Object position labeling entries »

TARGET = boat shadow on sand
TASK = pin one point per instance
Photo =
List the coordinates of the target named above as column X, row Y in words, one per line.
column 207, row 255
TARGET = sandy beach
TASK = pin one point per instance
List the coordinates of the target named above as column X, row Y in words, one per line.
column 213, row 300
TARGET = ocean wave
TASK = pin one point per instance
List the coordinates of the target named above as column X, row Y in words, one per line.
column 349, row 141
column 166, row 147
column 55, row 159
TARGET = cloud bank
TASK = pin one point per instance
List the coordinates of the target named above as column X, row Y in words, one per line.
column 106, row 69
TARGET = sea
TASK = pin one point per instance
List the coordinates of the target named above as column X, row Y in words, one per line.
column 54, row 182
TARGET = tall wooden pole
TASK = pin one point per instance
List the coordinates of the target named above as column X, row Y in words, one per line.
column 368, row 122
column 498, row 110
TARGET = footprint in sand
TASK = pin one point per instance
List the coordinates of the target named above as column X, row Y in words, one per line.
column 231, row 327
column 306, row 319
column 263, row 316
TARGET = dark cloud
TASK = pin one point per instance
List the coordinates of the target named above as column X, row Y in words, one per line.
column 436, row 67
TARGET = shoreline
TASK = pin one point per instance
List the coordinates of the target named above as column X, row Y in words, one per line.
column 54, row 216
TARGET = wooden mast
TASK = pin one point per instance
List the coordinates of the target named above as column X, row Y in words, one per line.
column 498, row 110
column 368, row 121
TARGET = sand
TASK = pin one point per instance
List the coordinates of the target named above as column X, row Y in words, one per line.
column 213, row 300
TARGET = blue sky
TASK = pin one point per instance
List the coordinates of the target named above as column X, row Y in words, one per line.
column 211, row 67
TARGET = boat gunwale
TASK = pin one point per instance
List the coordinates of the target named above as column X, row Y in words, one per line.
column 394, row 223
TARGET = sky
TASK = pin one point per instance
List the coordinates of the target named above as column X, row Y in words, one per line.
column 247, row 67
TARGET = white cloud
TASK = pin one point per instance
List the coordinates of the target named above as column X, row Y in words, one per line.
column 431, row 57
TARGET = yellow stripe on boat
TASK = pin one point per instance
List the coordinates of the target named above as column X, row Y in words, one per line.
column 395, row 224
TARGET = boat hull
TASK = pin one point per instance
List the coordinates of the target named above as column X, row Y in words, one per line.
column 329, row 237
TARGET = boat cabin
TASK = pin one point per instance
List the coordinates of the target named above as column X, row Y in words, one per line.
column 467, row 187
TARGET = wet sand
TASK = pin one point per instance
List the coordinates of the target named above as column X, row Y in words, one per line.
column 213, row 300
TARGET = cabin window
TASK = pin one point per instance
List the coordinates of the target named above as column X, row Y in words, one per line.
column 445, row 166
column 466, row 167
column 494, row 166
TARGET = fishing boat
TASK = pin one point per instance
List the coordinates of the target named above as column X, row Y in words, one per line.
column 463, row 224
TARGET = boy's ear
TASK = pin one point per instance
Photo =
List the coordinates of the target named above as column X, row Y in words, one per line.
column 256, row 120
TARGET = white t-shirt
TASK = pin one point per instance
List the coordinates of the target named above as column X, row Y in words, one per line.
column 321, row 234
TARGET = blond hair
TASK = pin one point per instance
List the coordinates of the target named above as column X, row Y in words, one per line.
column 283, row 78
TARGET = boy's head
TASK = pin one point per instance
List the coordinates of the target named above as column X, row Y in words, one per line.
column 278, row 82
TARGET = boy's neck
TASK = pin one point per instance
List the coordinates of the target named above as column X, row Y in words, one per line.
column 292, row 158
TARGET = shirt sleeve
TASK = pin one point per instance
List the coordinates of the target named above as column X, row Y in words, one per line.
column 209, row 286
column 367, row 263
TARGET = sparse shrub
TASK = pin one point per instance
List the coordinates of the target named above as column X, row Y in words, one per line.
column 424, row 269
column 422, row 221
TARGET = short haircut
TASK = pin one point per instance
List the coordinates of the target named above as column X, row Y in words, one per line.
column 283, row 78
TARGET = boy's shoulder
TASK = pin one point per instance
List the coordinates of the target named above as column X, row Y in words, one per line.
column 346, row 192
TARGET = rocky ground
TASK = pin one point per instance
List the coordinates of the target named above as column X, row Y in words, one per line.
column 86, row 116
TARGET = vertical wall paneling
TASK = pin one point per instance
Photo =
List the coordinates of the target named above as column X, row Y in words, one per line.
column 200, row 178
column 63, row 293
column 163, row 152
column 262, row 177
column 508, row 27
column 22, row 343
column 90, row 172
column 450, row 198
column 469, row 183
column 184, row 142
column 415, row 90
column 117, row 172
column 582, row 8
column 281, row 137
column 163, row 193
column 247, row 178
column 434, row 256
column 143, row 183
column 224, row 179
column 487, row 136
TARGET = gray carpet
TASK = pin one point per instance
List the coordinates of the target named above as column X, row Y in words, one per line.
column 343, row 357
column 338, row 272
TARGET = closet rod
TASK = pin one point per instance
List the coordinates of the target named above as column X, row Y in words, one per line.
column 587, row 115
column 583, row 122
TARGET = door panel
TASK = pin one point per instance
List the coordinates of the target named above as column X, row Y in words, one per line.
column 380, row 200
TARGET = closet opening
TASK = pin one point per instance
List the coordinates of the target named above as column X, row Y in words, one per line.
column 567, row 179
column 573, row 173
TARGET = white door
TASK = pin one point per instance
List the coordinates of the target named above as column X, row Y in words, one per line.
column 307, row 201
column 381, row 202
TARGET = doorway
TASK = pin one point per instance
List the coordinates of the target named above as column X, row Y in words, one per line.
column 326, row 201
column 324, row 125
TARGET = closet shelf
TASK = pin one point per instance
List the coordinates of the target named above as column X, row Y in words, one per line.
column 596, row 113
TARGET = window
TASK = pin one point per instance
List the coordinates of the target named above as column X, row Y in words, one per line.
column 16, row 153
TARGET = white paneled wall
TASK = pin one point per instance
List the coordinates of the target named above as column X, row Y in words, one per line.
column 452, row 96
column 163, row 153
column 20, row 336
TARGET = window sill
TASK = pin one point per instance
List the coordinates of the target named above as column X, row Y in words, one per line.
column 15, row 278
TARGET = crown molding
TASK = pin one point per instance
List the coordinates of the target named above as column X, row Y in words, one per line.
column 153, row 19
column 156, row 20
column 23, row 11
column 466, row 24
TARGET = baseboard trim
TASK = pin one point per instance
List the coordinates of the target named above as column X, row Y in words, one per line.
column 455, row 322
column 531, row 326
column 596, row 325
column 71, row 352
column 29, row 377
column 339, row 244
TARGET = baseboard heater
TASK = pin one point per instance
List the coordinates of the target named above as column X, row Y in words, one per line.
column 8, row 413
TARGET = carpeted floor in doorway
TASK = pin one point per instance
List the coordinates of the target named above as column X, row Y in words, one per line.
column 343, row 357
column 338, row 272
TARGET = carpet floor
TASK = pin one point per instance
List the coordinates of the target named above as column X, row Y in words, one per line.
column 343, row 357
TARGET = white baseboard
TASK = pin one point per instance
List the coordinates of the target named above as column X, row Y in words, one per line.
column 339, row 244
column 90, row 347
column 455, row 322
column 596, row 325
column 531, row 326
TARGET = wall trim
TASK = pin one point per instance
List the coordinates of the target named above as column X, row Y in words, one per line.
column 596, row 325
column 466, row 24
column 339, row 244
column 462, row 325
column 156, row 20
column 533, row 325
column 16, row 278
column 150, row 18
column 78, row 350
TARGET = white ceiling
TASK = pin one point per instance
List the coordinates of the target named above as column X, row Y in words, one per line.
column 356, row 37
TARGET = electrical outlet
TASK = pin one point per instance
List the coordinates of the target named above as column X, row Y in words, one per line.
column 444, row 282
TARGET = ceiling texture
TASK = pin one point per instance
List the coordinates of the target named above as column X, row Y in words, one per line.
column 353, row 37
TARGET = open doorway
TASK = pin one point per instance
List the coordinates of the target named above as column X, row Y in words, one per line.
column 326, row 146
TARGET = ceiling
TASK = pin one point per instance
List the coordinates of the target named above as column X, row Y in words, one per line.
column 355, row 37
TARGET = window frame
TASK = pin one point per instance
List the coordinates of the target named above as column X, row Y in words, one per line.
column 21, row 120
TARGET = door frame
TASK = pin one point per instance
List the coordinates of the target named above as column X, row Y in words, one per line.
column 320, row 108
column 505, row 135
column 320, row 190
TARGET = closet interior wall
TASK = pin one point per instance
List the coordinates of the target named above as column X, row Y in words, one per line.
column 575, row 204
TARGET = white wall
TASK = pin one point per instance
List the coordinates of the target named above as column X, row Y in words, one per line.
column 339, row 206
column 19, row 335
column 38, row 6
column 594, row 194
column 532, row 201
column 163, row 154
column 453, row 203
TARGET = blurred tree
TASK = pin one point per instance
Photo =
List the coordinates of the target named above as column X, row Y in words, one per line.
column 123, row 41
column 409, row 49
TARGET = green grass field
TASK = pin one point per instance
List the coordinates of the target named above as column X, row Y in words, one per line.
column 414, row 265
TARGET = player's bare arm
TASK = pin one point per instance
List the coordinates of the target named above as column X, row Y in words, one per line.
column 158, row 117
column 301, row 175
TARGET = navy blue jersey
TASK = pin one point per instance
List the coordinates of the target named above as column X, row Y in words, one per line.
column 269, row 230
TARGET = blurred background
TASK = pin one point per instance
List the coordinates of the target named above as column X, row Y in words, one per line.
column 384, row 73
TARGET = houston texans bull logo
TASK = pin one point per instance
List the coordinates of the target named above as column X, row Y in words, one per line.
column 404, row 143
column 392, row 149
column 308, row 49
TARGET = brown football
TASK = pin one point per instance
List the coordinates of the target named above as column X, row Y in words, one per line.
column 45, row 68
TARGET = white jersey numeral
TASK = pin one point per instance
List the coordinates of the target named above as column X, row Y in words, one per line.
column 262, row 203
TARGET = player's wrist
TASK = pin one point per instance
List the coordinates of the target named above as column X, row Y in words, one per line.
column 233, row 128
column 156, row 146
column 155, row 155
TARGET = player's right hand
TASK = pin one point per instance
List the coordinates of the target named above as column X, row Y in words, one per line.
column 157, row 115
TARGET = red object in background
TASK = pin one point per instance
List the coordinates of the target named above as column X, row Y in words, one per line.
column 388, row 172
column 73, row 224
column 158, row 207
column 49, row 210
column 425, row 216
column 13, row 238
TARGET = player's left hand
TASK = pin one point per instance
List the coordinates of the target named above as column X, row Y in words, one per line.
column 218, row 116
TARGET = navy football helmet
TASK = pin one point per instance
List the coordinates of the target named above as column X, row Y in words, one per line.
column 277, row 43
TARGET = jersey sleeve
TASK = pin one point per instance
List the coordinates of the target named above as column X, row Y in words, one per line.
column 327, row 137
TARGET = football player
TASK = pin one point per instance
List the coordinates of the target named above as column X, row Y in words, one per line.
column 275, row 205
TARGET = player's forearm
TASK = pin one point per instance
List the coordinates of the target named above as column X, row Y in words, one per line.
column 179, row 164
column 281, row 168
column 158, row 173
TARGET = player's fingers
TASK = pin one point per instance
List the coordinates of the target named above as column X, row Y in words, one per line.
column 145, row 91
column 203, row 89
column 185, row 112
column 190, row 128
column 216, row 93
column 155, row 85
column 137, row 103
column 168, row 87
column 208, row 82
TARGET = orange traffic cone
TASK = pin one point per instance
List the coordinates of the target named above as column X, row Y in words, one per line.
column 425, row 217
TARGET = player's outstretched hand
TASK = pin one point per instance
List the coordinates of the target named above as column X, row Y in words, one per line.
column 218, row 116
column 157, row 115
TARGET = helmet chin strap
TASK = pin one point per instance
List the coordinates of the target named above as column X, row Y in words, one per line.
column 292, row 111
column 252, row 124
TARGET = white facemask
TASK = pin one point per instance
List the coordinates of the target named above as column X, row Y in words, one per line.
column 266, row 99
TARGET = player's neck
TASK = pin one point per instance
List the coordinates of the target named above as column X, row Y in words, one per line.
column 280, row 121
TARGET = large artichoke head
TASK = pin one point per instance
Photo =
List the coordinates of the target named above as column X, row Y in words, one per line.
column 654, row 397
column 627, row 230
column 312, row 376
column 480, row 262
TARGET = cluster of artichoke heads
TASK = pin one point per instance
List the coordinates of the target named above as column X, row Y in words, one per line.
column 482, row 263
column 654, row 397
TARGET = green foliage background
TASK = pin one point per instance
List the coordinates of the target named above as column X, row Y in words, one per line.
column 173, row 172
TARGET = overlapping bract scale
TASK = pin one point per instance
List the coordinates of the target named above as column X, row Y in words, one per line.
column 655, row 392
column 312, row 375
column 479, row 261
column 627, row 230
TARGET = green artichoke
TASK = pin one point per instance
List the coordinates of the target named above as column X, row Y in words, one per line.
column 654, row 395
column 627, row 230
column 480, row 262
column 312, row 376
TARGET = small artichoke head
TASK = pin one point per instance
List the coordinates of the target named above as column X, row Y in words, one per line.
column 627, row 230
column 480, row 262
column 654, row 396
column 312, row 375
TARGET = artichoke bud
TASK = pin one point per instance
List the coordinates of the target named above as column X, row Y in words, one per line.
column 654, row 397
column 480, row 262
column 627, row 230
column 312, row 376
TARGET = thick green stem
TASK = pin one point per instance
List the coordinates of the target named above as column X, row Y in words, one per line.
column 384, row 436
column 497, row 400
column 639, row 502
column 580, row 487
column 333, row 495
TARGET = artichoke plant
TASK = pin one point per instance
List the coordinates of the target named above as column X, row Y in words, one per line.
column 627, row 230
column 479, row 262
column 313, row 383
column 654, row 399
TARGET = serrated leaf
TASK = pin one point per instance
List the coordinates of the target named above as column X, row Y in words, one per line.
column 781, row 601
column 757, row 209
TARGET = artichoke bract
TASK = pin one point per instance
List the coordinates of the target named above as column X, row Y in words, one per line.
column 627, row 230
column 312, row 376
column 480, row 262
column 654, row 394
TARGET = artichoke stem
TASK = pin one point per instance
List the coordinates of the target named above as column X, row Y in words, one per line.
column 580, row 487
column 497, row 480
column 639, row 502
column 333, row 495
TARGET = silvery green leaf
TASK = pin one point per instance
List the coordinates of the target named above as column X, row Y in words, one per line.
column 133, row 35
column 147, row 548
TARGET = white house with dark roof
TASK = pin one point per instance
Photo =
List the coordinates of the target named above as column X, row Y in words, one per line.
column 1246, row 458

Directions for this task » Format the items as a JSON list of strings, one string per line with blank lines omitted, starting at the beginning of the items and continuing through the line that contains "column 54, row 182". Include only those lines.

Exercise solution »
[
  "TARGET = boat shadow on sand",
  "TASK = pin one point per instance",
  "Photo =",
  "List the coordinates of the target named above as column X, row Y in words, one per line.",
  "column 207, row 255",
  "TARGET = sandy beach",
  "TASK = pin one point per instance",
  "List the coordinates of the target named above as column X, row Y in words, one per line.",
  "column 213, row 300",
  "TARGET = ocean wave",
  "TASK = pin one point per instance",
  "List the coordinates of the target named above as column X, row Y in words, one per line.",
  "column 349, row 141",
  "column 166, row 147",
  "column 55, row 159",
  "TARGET = cloud bank",
  "TASK = pin one point per instance",
  "List the coordinates of the target named above as column X, row Y in words, one per line.",
  "column 106, row 69",
  "TARGET = sea",
  "TASK = pin one point per instance",
  "List the coordinates of the target named above as column X, row Y in words, one per line.",
  "column 54, row 182"
]